TASK INSTRUCTIONS:
Give the whole listing below as a JSON list of strings, one string per line, with blank lines dropped. Leave the pictures out.

Position identification listing
------------

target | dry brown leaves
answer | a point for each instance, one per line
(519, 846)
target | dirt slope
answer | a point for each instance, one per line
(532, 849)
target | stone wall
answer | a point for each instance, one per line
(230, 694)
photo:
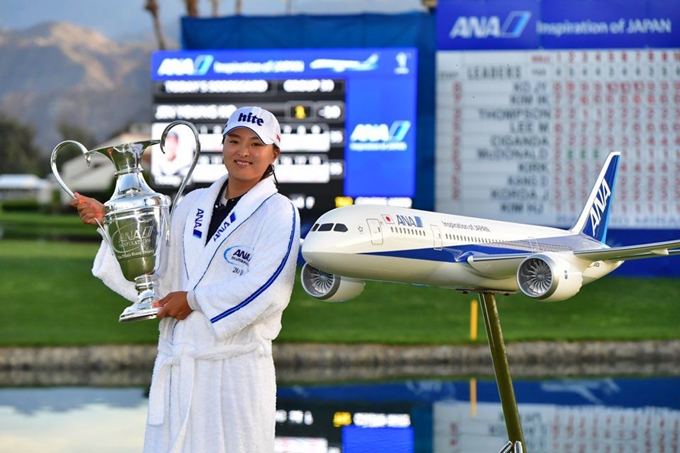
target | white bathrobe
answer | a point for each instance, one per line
(214, 388)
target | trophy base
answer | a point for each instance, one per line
(137, 313)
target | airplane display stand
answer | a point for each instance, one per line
(494, 334)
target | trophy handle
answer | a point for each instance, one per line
(193, 164)
(57, 176)
(53, 162)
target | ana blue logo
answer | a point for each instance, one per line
(599, 205)
(224, 226)
(198, 223)
(239, 255)
(197, 66)
(467, 27)
(410, 221)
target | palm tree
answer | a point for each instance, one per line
(152, 7)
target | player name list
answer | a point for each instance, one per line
(522, 135)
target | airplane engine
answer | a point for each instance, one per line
(548, 277)
(329, 287)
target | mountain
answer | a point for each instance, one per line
(60, 72)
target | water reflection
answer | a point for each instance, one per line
(415, 416)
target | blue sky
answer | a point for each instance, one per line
(127, 19)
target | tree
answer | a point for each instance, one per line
(192, 7)
(215, 7)
(152, 7)
(18, 154)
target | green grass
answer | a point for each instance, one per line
(49, 297)
(29, 225)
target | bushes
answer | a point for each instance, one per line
(20, 205)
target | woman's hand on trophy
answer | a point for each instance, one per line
(89, 209)
(174, 304)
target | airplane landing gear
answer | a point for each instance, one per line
(512, 448)
(492, 324)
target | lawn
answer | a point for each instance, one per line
(49, 297)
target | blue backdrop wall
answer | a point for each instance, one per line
(382, 30)
(315, 32)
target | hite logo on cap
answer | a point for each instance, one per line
(250, 118)
(257, 119)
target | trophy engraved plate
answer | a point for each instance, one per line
(137, 219)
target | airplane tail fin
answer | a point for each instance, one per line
(594, 218)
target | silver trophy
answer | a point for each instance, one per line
(137, 219)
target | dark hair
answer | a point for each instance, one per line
(270, 169)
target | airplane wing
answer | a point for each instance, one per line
(631, 252)
(494, 266)
(501, 266)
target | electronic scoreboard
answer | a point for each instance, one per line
(347, 118)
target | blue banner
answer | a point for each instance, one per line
(556, 24)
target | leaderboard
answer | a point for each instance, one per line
(530, 130)
(347, 118)
(533, 96)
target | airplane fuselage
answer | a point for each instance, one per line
(421, 247)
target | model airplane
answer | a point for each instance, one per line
(349, 245)
(345, 65)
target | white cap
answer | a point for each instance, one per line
(258, 120)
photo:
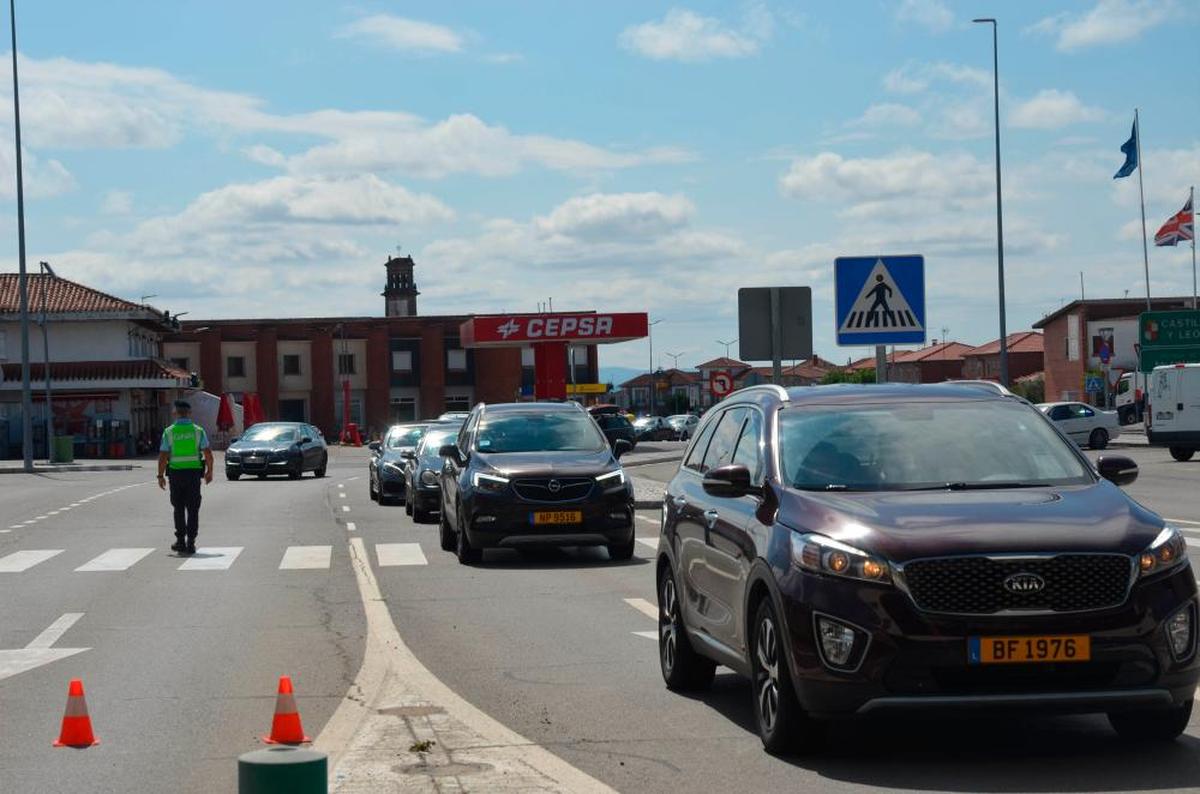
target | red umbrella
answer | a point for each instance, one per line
(225, 413)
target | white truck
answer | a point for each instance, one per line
(1128, 398)
(1173, 409)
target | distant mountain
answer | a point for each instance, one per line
(617, 376)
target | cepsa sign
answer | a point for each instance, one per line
(505, 330)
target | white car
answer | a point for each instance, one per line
(1084, 423)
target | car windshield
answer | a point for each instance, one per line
(401, 437)
(435, 440)
(531, 432)
(905, 446)
(271, 433)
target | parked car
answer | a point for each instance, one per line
(423, 468)
(653, 428)
(870, 549)
(1084, 423)
(385, 480)
(683, 426)
(277, 447)
(525, 474)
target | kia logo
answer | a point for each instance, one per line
(1025, 583)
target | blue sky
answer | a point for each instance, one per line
(262, 158)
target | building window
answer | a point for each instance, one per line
(401, 360)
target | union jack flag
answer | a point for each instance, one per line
(1179, 228)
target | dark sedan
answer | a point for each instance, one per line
(526, 474)
(869, 549)
(385, 475)
(277, 447)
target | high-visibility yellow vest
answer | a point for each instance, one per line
(185, 446)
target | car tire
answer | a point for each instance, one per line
(445, 534)
(683, 669)
(1152, 725)
(783, 726)
(466, 552)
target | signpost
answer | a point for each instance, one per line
(881, 301)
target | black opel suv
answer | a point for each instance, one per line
(863, 549)
(528, 474)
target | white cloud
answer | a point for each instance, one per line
(933, 14)
(1053, 109)
(1109, 22)
(684, 35)
(408, 36)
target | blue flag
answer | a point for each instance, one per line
(1131, 151)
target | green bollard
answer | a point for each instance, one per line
(292, 770)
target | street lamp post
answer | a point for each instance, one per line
(27, 395)
(1000, 214)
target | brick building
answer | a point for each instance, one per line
(401, 366)
(1075, 332)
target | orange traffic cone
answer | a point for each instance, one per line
(76, 723)
(286, 728)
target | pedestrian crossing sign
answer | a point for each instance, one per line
(880, 300)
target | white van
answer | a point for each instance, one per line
(1173, 409)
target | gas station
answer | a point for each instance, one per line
(550, 335)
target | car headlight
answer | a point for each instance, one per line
(489, 482)
(822, 554)
(612, 479)
(1168, 551)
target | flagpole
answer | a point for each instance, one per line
(1141, 196)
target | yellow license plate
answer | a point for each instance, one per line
(1023, 650)
(557, 517)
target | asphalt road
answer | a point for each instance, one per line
(555, 644)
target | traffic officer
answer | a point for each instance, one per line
(184, 456)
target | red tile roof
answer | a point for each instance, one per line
(63, 296)
(1019, 342)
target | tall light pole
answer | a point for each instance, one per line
(27, 395)
(1000, 214)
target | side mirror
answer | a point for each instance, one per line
(729, 481)
(1117, 469)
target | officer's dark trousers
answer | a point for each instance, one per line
(185, 498)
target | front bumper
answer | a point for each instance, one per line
(917, 660)
(496, 521)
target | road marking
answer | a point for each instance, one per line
(19, 561)
(357, 735)
(645, 607)
(306, 558)
(55, 630)
(115, 559)
(400, 554)
(213, 558)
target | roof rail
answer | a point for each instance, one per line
(779, 391)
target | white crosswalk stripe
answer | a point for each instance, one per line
(213, 558)
(306, 558)
(115, 559)
(19, 561)
(400, 554)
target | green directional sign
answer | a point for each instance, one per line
(1169, 337)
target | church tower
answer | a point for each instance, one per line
(400, 295)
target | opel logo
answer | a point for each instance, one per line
(1025, 583)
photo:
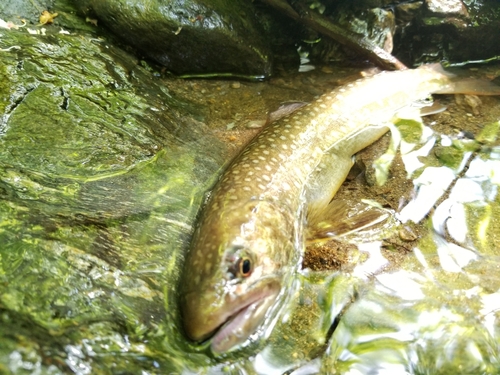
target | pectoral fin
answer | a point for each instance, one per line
(359, 222)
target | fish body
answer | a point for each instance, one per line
(250, 237)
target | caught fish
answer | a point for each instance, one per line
(250, 239)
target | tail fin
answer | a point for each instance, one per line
(461, 85)
(470, 86)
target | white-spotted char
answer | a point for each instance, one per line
(249, 241)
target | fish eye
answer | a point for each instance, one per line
(245, 266)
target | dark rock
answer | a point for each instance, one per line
(189, 37)
(447, 30)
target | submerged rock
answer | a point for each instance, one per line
(189, 37)
(102, 171)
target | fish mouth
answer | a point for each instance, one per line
(242, 324)
(232, 321)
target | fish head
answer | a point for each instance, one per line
(234, 272)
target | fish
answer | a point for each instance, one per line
(250, 238)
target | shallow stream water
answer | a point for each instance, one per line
(92, 249)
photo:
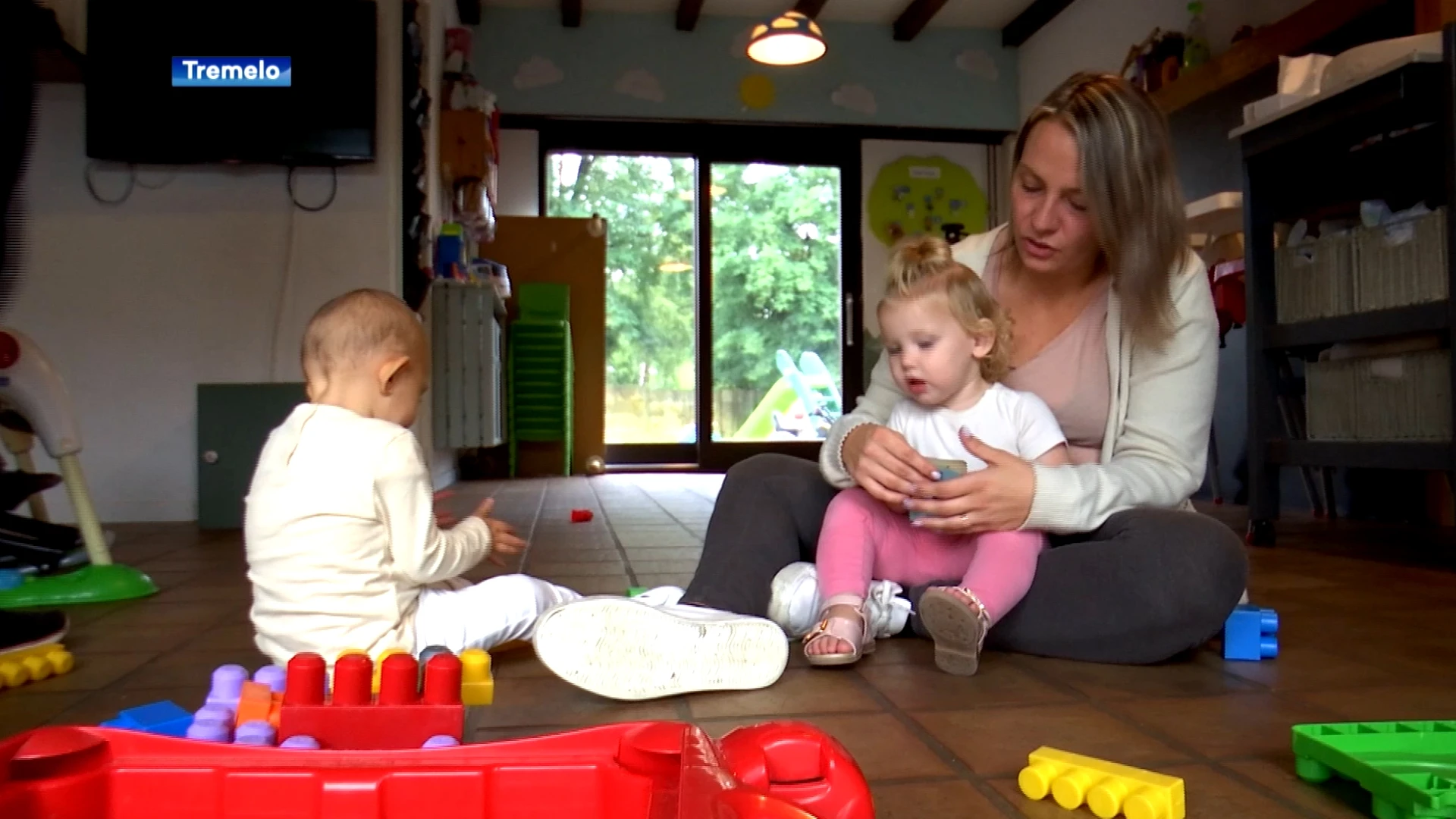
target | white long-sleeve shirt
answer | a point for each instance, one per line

------------

TASK SOLUTION:
[
  "target | dry brown leaves",
  "answer | a point for each instance, one per line",
  "(519, 846)",
  "target | dirt slope",
  "answer | a point for each instance, one per line",
  "(532, 849)",
  "target | stone wall",
  "answer | a point for each instance, one per line",
  "(230, 694)",
  "photo:",
  "target | white bathrobe",
  "answer | a point for each instance, one per line",
  "(214, 388)",
  "target | trophy base",
  "answer | a point for each instance, one per line",
  "(137, 313)",
  "target | airplane display stand",
  "answer | a point for each instance, one per line",
  "(494, 334)",
  "target | trophy handle",
  "answer | a point for each instance, one per line",
  "(193, 164)",
  "(57, 176)",
  "(53, 162)",
  "target | ana blue logo",
  "answer | a point for each instance, one per line",
  "(599, 205)",
  "(224, 226)",
  "(198, 223)",
  "(239, 255)",
  "(197, 66)",
  "(467, 27)",
  "(410, 221)",
  "target | palm tree",
  "answer | a point for each instance, one per line",
  "(152, 7)",
  "target | player name list",
  "answer | a point for each instance, one per line",
  "(522, 135)",
  "target | airplane engine",
  "answer | a point for each instance, one per line",
  "(548, 277)",
  "(329, 287)",
  "target | mountain",
  "answer | a point for each instance, one per line",
  "(60, 72)",
  "target | water reflection",
  "answer | a point for each instance, one per line",
  "(415, 416)",
  "target | blue sky",
  "answer | a point for each instance, one per line",
  "(127, 19)",
  "target | tree",
  "answer | a point for each instance, one per line",
  "(192, 7)",
  "(215, 7)",
  "(152, 7)",
  "(18, 154)",
  "target | green grass",
  "answer | a point for each instance, one per line",
  "(49, 297)",
  "(29, 225)",
  "target | bushes",
  "answer | a point for each instance, one per line",
  "(20, 205)",
  "target | woman's hand on trophy",
  "answer | a point for each instance, one per line",
  "(89, 209)",
  "(174, 304)",
  "target | airplane landing gear",
  "answer | a point for each instance, one per line",
  "(512, 448)",
  "(492, 324)",
  "target | lawn",
  "answer | a point for each instance, one per line",
  "(49, 297)",
  "target | blue backdrop wall",
  "answer | a point for each instance, one per line",
  "(382, 30)",
  "(315, 32)",
  "target | hite logo on cap",
  "answer | a point for each instance, one per line",
  "(250, 118)",
  "(257, 119)",
  "target | trophy engraved plate",
  "answer | a point for each instance, one per line",
  "(137, 219)",
  "target | airplane tail fin",
  "answer | a point for each instance, one per line",
  "(594, 218)",
  "target | silver trophy",
  "answer | a point for each instance, one per line",
  "(137, 219)",
  "target | dark hair",
  "answer | a point for each instance, one per line",
  "(270, 169)",
  "target | airplane wing",
  "answer | a point for each instance, one per line",
  "(631, 252)",
  "(494, 266)",
  "(501, 266)",
  "target | electronic scoreboard",
  "answer | a point for each instance, one per line",
  "(347, 118)",
  "target | blue banner",
  "answer | a point for each instance, one per line",
  "(556, 24)",
  "target | leaderboard",
  "answer | a point for each instance, one per line",
  "(530, 130)",
  "(347, 118)",
  "(533, 96)",
  "target | airplane fuselage",
  "answer | a point for each instance, one per line",
  "(421, 247)",
  "target | model airplane",
  "answer | a point for each instance, one per line",
  "(349, 245)",
  "(345, 65)",
  "target | white cap",
  "answer | a point for each instance, one per line",
  "(258, 120)",
  "photo:",
  "target | red umbrella",
  "answer | a point for each instance, one per line",
  "(225, 413)",
  "target | white truck",
  "answer | a point for each instance, one per line",
  "(1128, 398)",
  "(1173, 409)",
  "target | distant mountain",
  "answer | a point for each instance, one per line",
  "(617, 376)",
  "target | cepsa sign",
  "answer | a point for each instance, one per line",
  "(505, 330)",
  "target | white car",
  "answer | a point for each instance, one per line",
  "(1084, 423)",
  "target | car windshield",
  "answer | a point for each instance, one per line",
  "(401, 437)",
  "(435, 440)",
  "(531, 432)",
  "(905, 446)",
  "(271, 433)",
  "target | parked car",
  "answer | a point for each instance, one per line",
  "(423, 468)",
  "(653, 428)",
  "(870, 549)",
  "(1084, 423)",
  "(385, 480)",
  "(683, 426)",
  "(277, 447)",
  "(525, 474)",
  "target | kia logo",
  "answer | a point for each instance, one per line",
  "(1025, 583)",
  "target | blue sky",
  "answer | a point for each instance, one per line",
  "(262, 158)",
  "target | building window",
  "answer | a point for each instance, one per line",
  "(401, 360)",
  "target | union jack flag",
  "answer | a point for each instance, one per line",
  "(1179, 228)",
  "target | dark sedan",
  "answer | a point for each instance, one per line",
  "(526, 474)",
  "(869, 549)",
  "(385, 475)",
  "(277, 447)",
  "target | high-visibility yellow vest",
  "answer | a point for each instance, one per line",
  "(185, 446)",
  "target | car tire",
  "answer | a point for each instance, one per line",
  "(445, 534)",
  "(683, 669)",
  "(1152, 725)",
  "(783, 726)",
  "(466, 552)",
  "target | signpost",
  "answer | a point for each instance, one per line",
  "(881, 301)",
  "target | black opel suv",
  "answer | a point for each instance, one per line",
  "(863, 549)",
  "(528, 474)",
  "target | white cloud",
  "answer | a point for each instance, one per line",
  "(933, 14)",
  "(1053, 109)",
  "(1109, 22)",
  "(684, 35)",
  "(408, 36)",
  "target | blue flag",
  "answer | a point for each instance, one per line",
  "(1131, 151)",
  "target | green bollard",
  "answer | a point for each instance, one per line",
  "(292, 770)",
  "target | street lamp post",
  "answer | a point for each instance, one per line",
  "(27, 395)",
  "(1000, 214)",
  "target | brick building",
  "answer | a point for each instance, one per line",
  "(401, 366)",
  "(1075, 332)",
  "target | orange traffic cone",
  "answer | a point for each instance, one per line",
  "(76, 723)",
  "(286, 728)",
  "target | pedestrian crossing sign",
  "answer | a point for each instance, one per line",
  "(880, 300)",
  "target | white van",
  "answer | a point for each instance, one per line",
  "(1173, 409)",
  "target | gas station",
  "answer | a point for each instance, one per line",
  "(550, 335)",
  "target | car headlight",
  "answer | a point for each instance, one per line",
  "(489, 482)",
  "(822, 554)",
  "(612, 479)",
  "(1168, 551)",
  "target | flagpole",
  "answer | a point for each instance, one per line",
  "(1141, 196)",
  "target | yellow license plate",
  "answer | a point for each instance, one per line",
  "(1023, 650)",
  "(557, 517)",
  "target | asphalt road",
  "answer | a point for each instance, one per line",
  "(555, 644)",
  "target | traffic officer",
  "answer | a point for each instance, one per line",
  "(184, 456)",
  "target | red tile roof",
  "answer | a point for each instance, one per line",
  "(63, 296)",
  "(1019, 342)",
  "target | tall light pole",
  "answer | a point for each instance, one per line",
  "(27, 395)",
  "(1000, 214)",
  "target | side mirror",
  "answer | a point for each instance, one per line",
  "(729, 481)",
  "(1117, 469)",
  "target | officer's dark trousers",
  "answer | a point for each instance, one per line",
  "(185, 498)",
  "target | front bumper",
  "answer | a point for each instance, one per line",
  "(917, 660)",
  "(496, 521)",
  "target | road marking",
  "answer | a point for each instance, one per line",
  "(19, 561)",
  "(357, 735)",
  "(645, 607)",
  "(306, 558)",
  "(55, 630)",
  "(115, 559)",
  "(400, 554)",
  "(213, 558)",
  "target | roof rail",
  "answer | a point for each instance, one per line",
  "(779, 391)",
  "target | white crosswalk stripe",
  "answer | a point for each instance, one per line",
  "(213, 558)",
  "(306, 558)",
  "(115, 559)",
  "(19, 561)",
  "(400, 554)",
  "target | green directional sign",
  "answer | a point for each instance, one per line",
  "(1169, 337)",
  "target | church tower",
  "answer | a point for each instance, one per line",
  "(400, 295)",
  "target | opel logo",
  "answer | a point for each instance, one per line",
  "(1025, 583)",
  "photo:",
  "target | pectoral fin",
  "answer | a point for each instance, one per line",
  "(359, 222)",
  "target | fish body",
  "answer | a point for each instance, one per line",
  "(250, 237)",
  "target | caught fish",
  "answer | a point for each instance, one per line",
  "(250, 239)",
  "target | tail fin",
  "answer | a point for each instance, one per line",
  "(461, 85)",
  "(470, 86)",
  "target | white-spotted char",
  "answer | a point for each instance, one per line",
  "(249, 241)",
  "target | fish eye",
  "answer | a point for each instance, one per line",
  "(245, 266)",
  "target | dark rock",
  "answer | a point for each instance, one per line",
  "(189, 37)",
  "(447, 30)",
  "target | submerged rock",
  "answer | a point for each instance, one per line",
  "(189, 37)",
  "(102, 171)",
  "target | fish mouth",
  "answer | a point for each instance, one per line",
  "(242, 324)",
  "(232, 321)",
  "target | fish head",
  "answer | a point for each instance, one per line",
  "(234, 272)",
  "target | fish",
  "answer | a point for each instance, one per line",
  "(250, 238)",
  "target | shallow stream water",
  "answer | a point for each instance, one per line",
  "(92, 249)",
  "photo:",
  "target | white long-sleeve shirt",
  "answer | a point for each instance, one per line"
]